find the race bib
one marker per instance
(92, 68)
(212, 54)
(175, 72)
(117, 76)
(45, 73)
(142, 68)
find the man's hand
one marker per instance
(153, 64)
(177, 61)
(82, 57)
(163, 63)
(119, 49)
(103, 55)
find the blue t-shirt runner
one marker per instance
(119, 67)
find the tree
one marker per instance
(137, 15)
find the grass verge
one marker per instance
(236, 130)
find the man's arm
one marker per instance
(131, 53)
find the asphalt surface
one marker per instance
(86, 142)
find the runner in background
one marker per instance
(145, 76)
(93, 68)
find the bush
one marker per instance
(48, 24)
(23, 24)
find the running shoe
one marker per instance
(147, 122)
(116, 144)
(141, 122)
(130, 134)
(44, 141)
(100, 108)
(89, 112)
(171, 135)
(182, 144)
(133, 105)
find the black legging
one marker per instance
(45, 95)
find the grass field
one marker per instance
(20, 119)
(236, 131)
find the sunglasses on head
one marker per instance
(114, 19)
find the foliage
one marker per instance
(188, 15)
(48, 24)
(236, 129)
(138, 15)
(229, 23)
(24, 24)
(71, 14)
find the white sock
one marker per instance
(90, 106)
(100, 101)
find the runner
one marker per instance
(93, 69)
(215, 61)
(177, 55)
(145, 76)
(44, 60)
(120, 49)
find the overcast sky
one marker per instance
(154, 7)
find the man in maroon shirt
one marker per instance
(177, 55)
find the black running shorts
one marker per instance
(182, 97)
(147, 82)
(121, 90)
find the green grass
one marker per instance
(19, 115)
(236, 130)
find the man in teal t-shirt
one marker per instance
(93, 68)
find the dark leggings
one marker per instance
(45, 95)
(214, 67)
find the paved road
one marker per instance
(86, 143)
────
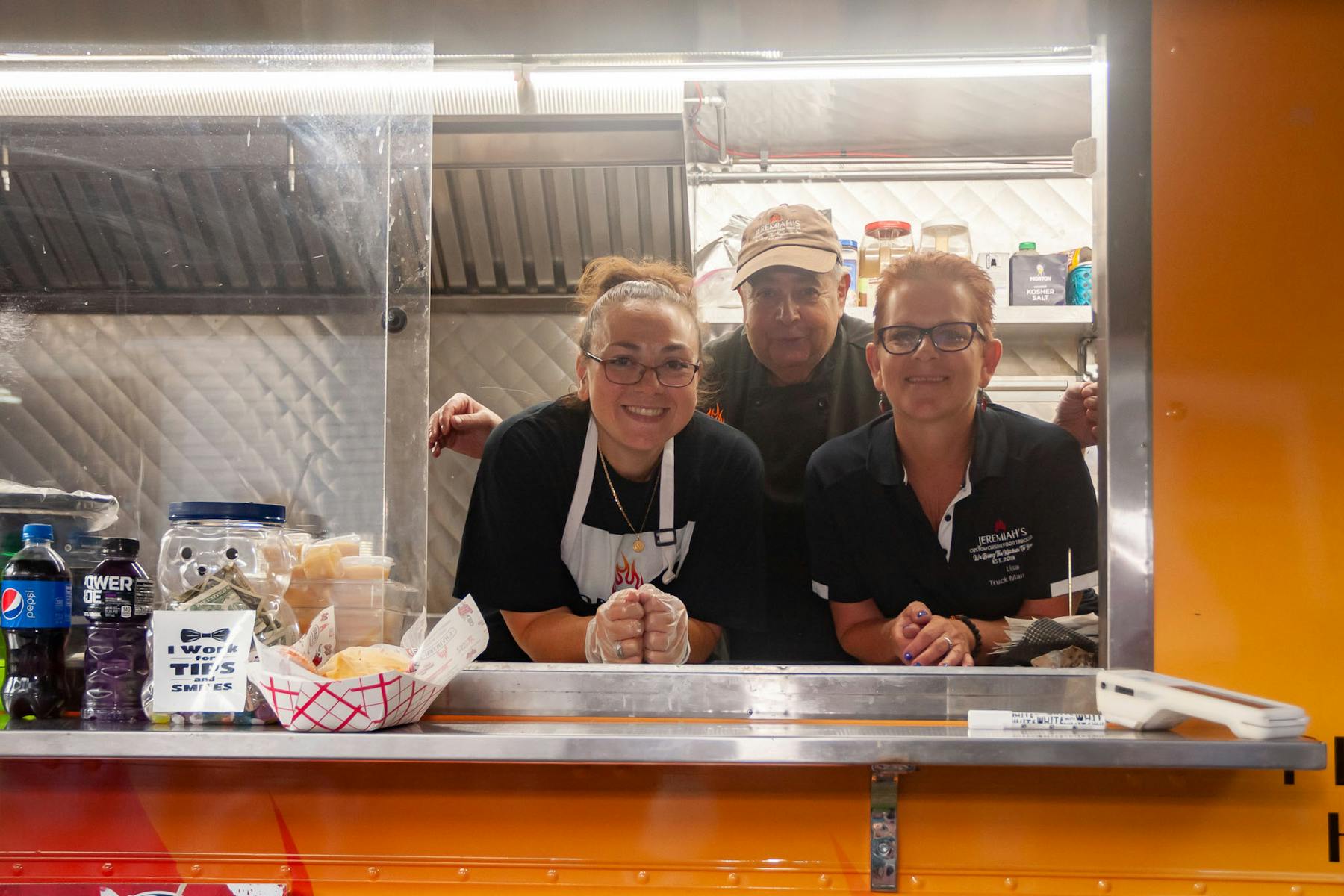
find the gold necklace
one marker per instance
────
Görev talimatları: Yukarıdaki öğelerde "black" kelimesini içeren kaç satır olduğunu yalnızca sayıyla belirtin. Büyük ve küçük harf ayrımı dikkate alınmalıdır.

Nihai sonuç: 2